Rewrite the material below as a numbered list with one line per item, leaving out the blank lines.
* * * *
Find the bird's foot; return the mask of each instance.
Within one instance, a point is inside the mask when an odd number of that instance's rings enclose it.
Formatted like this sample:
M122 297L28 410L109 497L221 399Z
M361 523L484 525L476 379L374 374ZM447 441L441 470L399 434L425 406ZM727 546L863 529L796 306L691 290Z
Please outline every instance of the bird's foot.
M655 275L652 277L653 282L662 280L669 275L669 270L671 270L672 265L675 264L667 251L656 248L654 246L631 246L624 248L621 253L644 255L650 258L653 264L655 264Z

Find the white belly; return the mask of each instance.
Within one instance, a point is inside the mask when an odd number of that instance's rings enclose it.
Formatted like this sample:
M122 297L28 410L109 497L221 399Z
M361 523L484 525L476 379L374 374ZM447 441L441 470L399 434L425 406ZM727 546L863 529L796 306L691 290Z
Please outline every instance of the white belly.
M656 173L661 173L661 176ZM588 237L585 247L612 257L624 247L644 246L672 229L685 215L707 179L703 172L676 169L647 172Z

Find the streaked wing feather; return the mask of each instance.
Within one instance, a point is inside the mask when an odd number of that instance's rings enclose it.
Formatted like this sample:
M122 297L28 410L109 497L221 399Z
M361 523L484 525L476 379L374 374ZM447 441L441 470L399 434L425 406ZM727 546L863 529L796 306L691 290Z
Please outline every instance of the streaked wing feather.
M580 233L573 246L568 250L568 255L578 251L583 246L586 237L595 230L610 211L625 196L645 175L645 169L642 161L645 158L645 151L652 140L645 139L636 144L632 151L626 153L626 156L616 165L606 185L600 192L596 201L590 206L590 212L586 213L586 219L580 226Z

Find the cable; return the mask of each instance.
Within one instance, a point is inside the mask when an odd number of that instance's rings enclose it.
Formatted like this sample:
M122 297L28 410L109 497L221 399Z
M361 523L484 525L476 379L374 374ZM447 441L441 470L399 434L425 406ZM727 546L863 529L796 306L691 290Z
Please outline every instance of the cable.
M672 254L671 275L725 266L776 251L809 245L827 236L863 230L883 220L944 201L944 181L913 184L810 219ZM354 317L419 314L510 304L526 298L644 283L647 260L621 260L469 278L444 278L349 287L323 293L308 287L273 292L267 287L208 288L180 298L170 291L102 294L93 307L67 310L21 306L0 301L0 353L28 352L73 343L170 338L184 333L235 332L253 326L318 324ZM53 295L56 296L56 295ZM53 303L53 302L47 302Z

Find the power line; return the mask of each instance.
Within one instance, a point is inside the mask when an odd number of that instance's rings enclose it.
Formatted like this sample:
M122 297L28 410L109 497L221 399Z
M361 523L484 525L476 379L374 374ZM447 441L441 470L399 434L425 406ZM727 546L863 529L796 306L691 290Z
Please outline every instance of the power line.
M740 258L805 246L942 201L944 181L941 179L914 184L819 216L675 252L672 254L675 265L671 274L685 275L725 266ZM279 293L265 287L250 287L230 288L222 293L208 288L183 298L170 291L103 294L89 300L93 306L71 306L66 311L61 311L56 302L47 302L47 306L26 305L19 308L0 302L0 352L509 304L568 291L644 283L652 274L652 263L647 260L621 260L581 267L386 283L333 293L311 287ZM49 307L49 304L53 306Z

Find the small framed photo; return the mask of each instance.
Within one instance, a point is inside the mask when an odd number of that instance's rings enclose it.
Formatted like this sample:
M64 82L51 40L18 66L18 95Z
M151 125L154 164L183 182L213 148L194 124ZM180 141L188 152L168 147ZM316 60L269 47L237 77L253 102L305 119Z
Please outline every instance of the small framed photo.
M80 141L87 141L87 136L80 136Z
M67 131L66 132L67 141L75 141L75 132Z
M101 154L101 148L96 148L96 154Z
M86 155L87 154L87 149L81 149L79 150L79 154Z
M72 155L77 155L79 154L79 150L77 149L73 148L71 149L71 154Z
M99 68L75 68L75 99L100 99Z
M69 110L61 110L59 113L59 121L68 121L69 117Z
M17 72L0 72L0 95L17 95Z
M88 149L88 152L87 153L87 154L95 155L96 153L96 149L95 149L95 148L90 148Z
* * * *
Result for this task »
1. Find the bird's foot; return the mask of each instance.
2. Within one instance, a point is inside the mask when an odd number of that instance's rings enclose it.
3. Formatted like this sample:
4. M122 297L28 410L109 497L221 399Z
5. M361 523L484 525L476 379L374 374ZM447 441L441 470L399 434L425 406ZM727 546L863 529L796 306L691 290Z
6. Please outline every instance of the bird's foot.
7. M655 275L652 277L653 282L662 280L669 275L669 270L671 270L672 265L675 264L667 251L656 248L654 246L631 246L624 248L621 253L644 255L650 258L653 264L655 264Z
8. Find the white belly; return the mask of each instance.
9. Within one instance, a point is inside the mask when an odd number of that instance's rings enclose it.
10. Formatted like this sample:
11. M122 297L28 410L109 497L221 399Z
12. M361 523L484 525L476 379L374 374ZM447 441L441 470L399 434L425 406ZM727 546L863 529L796 306L691 290Z
13. Please outline every instance of the white belly.
14. M656 173L661 173L661 176ZM588 237L585 247L612 257L624 247L644 246L672 229L685 215L707 179L703 172L676 169L647 172Z
15. Find the streaked wing feather; return the mask of each instance.
16. Within one instance, a point is inside the mask when an odd number of that instance's rings enclose it.
17. Formatted like this sample:
18. M122 297L28 410L109 497L221 399Z
19. M361 523L484 525L476 379L374 374ZM447 441L441 470L399 434L425 406ZM727 546L863 529L796 306L691 290Z
20. Please outline every instance of the streaked wing feather.
21. M580 233L573 246L568 250L568 255L578 251L583 246L586 237L595 230L610 211L625 196L645 175L645 169L642 161L645 158L645 151L652 140L645 139L636 144L632 151L626 153L626 156L616 165L606 185L600 192L596 201L590 206L590 212L586 213L586 219L580 226Z
22. Find the cable; return the mask of each instance.
23. Within one instance, a point is inside the mask when an odd number of that instance's rings enclose it.
24. Formatted like this sample:
25. M122 297L28 410L109 497L221 399Z
26. M361 523L484 525L476 379L374 374ZM447 441L441 470L399 434L425 406ZM727 546L863 529L796 306L691 290Z
27. Please outline every instance of the cable.
28. M672 254L671 275L725 266L776 251L809 245L827 236L863 230L883 220L944 201L944 181L913 184L810 219ZM354 317L419 314L510 304L526 298L644 283L647 260L621 260L469 278L444 278L349 287L323 293L308 287L273 292L267 287L208 288L180 298L170 291L102 294L93 307L67 310L21 306L0 301L0 353L28 352L73 343L170 338L184 333L235 332L253 326L318 324ZM53 295L56 296L56 295ZM53 303L53 302L47 302Z
29. Find the power line; return the mask of each instance.
30. Within one instance, a point is inside the mask when an odd number of that instance's rings enclose it.
31. Formatted like this sample:
32. M122 297L28 410L109 497L221 399Z
33. M361 523L484 525L476 379L374 374ZM447 441L441 470L399 434L425 406ZM727 546L863 529L796 306L691 290Z
34. Please outline every instance of the power line.
35. M740 258L805 246L942 201L944 181L941 179L914 184L819 216L675 252L672 254L675 265L671 274L685 275L725 266ZM279 293L265 287L250 287L230 288L222 293L208 288L183 298L170 291L103 294L89 300L93 306L71 306L66 311L61 311L56 302L47 302L47 306L26 305L19 308L0 302L0 352L509 304L568 291L644 283L652 274L652 263L647 260L621 260L581 267L386 283L333 293L311 287ZM49 307L49 304L53 306Z
36. Find the small framed photo; return the mask of each instance.
37. Within one instance, a point is inside the mask when an odd number of that instance's rings enclose it.
38. Formatted like this sample:
39. M64 82L51 40L18 66L18 95Z
40. M151 125L154 164L183 182L213 148L194 124ZM180 141L188 152L168 147ZM316 60L269 47L237 77L253 102L305 119Z
41. Please outline every instance of the small framed photo.
42. M80 141L87 141L87 136L80 136Z
43. M67 131L66 132L67 141L75 141L75 132Z
44. M101 154L101 148L96 148L96 154Z
45. M86 155L87 154L87 149L81 149L79 150L79 154Z
46. M72 155L77 155L79 154L79 150L77 149L73 148L71 149L71 154Z
47. M99 68L75 68L75 99L100 99Z
48. M69 110L61 110L59 113L59 121L68 121L69 117Z
49. M17 72L0 72L0 95L17 95Z
50. M88 149L88 152L87 153L87 154L95 155L96 153L96 149L95 149L95 148L90 148Z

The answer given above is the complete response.